:: Task goal ::
Answer these questions from the forum thread below about the North Florida gathering:
(a) How far from Tallahassee is the property, and in which direction?
(b) Which October dates are proposed for the weekend?
(c) What two kinds of help does sumosmoke offer?
-- Start of Text to read --
# North Florida Gathering??????



## pineywoods (Aug 15, 2008)

Heres the deal I have some property in North Florida and a few of us have talked about having a gathering there. It is about 25-30 miles Northwest of Tallahassee, Fl and about 20-25 miles South of Bainbridege, Ga. It is in the woods and we're thinking a weekend thing those that want to can attend the entire weekend those that want to come for the day can. I have several acres cleared and there is plenty of room for tents. I also have electric and water set up for a few RVs. There are also several hotel/motels in the area. I have a few shelters up there if the weather should turn bad on us. I also have a building with a stove, water, and refrigerator we use to cook and eat in. There is plenty of firewood there.
This won't be real fancy but it should be lots of fun. Bring the families I have a couple hundred acres to roam. Oh the wife would probably shoot me if I forget to mention there is shopping in Tallahassee and even closer are some antique shops if anyone so chooses. The location should be good for people from Fl, Ga, and Al. We're kinda thinking October and I'm thinking maybe the weekend of the 17th, 18th, and 19th so what say ye. Let me know what you think any questions you have and whose interested.


----------



## fatback joe (Aug 15, 2008)

I got it penciled in.    Don't mark me as confirmed, got to get a lot of approvals and the stars to align right, but I will make the effort to get out there.

Thanks for hosting!!!


----------



## sumosmoke (Aug 15, 2008)

Jerry - I'm definitely going to be there and will offer to be your sidekick if ya need any help with organizing this thing, or getting supplies. 

Definitely hope it gears up to be a great weekend!!! Maybe we can eventually have a FL gathering vs. IA gathering Throwdown ... (always looking for an excuse to have one!).
-- End of Text to read --
-- Start of Data section --
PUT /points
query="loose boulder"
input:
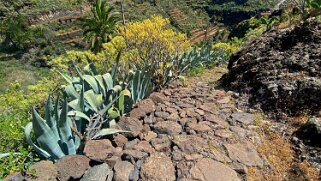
-- End of Data section --
:: Answer to the problem ::
(a) About 25–30 miles northwest of Tallahassee.
(b) The 17th, 18th, and 19th.
(c) Help with organizing the gathering and with getting supplies.